Your goal | Reproduce the listing verbatim from the line containing "Target: teal helmet" through the final line of the listing, including both of those lines.

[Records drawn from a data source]

■ ■ ■

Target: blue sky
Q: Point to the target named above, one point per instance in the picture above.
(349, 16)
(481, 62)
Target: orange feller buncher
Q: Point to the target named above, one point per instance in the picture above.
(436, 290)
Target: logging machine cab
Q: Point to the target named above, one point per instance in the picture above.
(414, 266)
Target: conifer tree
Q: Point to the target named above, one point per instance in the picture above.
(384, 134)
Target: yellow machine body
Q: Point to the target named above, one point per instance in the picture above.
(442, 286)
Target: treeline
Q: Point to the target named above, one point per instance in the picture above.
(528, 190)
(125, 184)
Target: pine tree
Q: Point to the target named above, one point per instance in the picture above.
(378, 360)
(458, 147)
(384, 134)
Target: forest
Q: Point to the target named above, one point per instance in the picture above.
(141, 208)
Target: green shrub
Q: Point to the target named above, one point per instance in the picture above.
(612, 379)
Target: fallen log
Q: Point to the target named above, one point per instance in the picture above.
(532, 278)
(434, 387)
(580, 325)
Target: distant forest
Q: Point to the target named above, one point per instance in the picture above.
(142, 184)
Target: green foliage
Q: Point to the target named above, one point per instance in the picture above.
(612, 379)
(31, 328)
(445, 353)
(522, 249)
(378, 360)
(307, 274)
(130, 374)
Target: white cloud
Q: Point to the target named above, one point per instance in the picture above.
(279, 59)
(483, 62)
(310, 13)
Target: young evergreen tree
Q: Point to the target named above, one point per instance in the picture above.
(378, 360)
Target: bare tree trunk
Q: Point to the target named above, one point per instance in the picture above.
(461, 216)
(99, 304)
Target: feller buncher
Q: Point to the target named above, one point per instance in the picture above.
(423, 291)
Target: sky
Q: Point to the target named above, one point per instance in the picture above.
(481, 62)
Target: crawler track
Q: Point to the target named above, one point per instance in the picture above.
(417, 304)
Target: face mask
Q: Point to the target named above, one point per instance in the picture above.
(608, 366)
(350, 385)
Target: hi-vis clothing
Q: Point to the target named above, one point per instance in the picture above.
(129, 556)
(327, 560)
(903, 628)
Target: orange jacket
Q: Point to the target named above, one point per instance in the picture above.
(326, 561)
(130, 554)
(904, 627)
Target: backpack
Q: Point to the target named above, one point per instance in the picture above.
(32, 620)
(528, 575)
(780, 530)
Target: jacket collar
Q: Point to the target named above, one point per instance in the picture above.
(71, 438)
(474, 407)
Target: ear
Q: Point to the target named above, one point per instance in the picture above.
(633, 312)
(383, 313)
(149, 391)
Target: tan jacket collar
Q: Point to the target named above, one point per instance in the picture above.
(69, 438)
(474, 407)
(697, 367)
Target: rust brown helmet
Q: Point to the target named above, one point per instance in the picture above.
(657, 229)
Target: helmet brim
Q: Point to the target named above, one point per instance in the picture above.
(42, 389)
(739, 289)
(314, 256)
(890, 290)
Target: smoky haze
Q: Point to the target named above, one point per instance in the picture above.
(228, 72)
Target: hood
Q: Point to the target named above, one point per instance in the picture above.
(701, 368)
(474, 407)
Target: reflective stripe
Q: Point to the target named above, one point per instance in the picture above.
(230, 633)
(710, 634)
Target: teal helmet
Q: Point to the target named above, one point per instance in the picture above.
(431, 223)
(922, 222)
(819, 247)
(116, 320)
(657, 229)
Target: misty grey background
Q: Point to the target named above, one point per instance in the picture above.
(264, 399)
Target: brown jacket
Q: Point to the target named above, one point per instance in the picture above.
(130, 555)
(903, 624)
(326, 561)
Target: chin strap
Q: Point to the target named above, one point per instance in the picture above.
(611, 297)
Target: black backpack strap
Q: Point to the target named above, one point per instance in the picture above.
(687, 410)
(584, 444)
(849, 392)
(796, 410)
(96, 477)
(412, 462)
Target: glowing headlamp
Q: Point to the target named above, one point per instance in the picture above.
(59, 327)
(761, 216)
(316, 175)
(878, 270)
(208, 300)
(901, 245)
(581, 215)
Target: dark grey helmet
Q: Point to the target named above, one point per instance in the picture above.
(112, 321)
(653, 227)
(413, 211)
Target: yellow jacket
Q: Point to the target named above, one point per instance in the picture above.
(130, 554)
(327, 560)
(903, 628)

■ ■ ■

The output |
Target: teal helmet
Q: Point to the target named above, one point per instance in the picture above.
(431, 223)
(922, 222)
(819, 247)
(116, 320)
(657, 229)
Target: misty grey background
Q: Point to the target named above, one point per instance in the picture above.
(264, 399)
Target: brown jacket
Q: Point to the target named above, one point per instance in the picture above.
(130, 555)
(903, 624)
(326, 561)
Target: chin strap
Q: Point to the target named above, one point per instance in the picture above.
(611, 297)
Target: black backpack strap
Q: Point to the target named above, one point per instance in the picture above.
(687, 410)
(584, 444)
(849, 392)
(796, 410)
(96, 477)
(412, 462)
Target: glowing headlamp
Q: Point to the target named above, one point per instance in the picture above.
(59, 327)
(761, 216)
(316, 175)
(878, 270)
(208, 300)
(901, 245)
(581, 215)
Target: dark grey helmet
Q: Point to the target named above, one point per instance in the picture above.
(112, 321)
(653, 227)
(413, 211)
Target: yellow jacket
Q: Point to the target named above, one point per instance in the picture above.
(130, 554)
(327, 560)
(903, 628)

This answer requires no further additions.